** ROWS **
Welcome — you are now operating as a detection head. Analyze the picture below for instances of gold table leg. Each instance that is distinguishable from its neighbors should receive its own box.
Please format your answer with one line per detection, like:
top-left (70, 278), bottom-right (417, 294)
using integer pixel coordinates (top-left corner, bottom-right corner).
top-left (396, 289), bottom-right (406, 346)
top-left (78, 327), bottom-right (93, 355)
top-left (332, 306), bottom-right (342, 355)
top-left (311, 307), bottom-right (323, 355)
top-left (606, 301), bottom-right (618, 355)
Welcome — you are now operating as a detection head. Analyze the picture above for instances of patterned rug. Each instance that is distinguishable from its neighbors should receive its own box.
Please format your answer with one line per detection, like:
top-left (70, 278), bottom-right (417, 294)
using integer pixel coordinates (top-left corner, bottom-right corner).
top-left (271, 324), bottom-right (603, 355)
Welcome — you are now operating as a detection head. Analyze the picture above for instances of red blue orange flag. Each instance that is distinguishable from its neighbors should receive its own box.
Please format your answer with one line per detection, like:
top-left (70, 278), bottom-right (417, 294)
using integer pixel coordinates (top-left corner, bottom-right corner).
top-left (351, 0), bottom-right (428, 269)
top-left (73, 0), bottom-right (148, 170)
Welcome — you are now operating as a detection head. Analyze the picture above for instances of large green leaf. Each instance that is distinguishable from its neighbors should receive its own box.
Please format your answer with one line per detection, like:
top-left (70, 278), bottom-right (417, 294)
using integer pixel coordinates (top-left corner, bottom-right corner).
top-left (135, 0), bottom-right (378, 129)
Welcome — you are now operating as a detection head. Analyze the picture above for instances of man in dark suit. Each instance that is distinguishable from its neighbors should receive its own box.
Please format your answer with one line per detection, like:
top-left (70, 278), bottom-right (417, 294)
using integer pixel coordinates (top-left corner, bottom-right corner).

** TASK TO CARRY OUT **
Return every line of the listing above that contains the word "Welcome", treating uppercase and lowercase as different.

** RIGHT ANSWER **
Welcome — you are now operating as a detection head. Analyze the picture below for instances of gold table leg. Each instance that is distinguishable from its neighbors should receive its own box.
Welcome — you are now operating as a detection head. Analyze the picture above for instances of patterned rug. Each instance that is distinguishable from its neighbors should receive its own box.
Welcome — you are now operating as a detection head. Analyze the picture above for instances of red blue orange flag. Each instance that is distinguishable from its neighbors should receive its own box.
Welcome — you are now operating as a detection head. Analyze the picture above for instances of large green leaf. Each instance that is distinguishable from its neighbors should receive its own box.
Welcome — you are now operating as a detection head. Analyze the picture above for instances of man in dark suit. Each instance that is distinguishable from its neighbors should receive its own box.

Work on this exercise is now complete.